▶ **Assignment**
From the entries below, transcribe exactly the lines between the line holding "380, row 285." and the line holding "119, row 106.", inclusive; skip all other lines.

▶ **Extracted records**
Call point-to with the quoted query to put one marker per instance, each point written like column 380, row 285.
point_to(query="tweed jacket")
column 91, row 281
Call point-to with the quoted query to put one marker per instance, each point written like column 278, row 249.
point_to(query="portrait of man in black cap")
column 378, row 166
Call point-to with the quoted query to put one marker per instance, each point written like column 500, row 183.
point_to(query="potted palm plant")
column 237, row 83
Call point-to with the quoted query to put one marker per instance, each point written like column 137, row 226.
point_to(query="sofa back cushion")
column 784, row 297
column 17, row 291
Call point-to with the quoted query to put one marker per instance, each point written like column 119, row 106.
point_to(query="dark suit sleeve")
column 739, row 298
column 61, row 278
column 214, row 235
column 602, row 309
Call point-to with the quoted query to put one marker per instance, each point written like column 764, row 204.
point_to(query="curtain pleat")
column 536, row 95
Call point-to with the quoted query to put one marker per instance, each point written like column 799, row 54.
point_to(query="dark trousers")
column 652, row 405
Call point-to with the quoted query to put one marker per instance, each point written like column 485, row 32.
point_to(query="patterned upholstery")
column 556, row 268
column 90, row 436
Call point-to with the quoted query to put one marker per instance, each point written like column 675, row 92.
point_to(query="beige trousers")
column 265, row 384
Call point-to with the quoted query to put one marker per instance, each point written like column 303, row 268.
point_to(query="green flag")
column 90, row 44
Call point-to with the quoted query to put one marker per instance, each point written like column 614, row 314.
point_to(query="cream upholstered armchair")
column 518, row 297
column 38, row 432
...
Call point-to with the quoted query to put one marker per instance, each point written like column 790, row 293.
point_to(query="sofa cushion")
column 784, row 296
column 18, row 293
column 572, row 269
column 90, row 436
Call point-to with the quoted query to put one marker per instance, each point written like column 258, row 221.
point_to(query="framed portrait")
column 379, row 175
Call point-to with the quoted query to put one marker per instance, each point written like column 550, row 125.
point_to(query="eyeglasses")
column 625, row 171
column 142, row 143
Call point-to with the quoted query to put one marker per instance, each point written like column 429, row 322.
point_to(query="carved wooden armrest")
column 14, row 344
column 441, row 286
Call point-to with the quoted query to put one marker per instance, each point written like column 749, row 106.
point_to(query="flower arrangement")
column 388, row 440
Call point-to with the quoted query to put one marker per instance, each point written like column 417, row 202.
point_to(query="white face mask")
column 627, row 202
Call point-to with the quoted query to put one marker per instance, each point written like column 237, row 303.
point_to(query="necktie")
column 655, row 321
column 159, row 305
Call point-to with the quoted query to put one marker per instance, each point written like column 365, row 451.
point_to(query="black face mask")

▶ **Result of the task**
Call point-to with the quoted query to put one marker per instance, each point written like column 380, row 285.
point_to(query="tweed jacket")
column 91, row 281
Call point-to with the quoted query to put one marker per instance, each point written like column 278, row 249.
point_to(query="portrait of man in black cap")
column 378, row 166
Call point-to with the quoted query to put one marker per instance, each point written like column 500, row 183.
point_to(query="potted palm plant")
column 237, row 83
Call point-to with the quoted query to put one marker per instance, each point written like column 137, row 226.
point_to(query="sofa back cushion")
column 784, row 297
column 17, row 291
Call point-to with the quoted query to put one marker per instance, each point written like column 119, row 106.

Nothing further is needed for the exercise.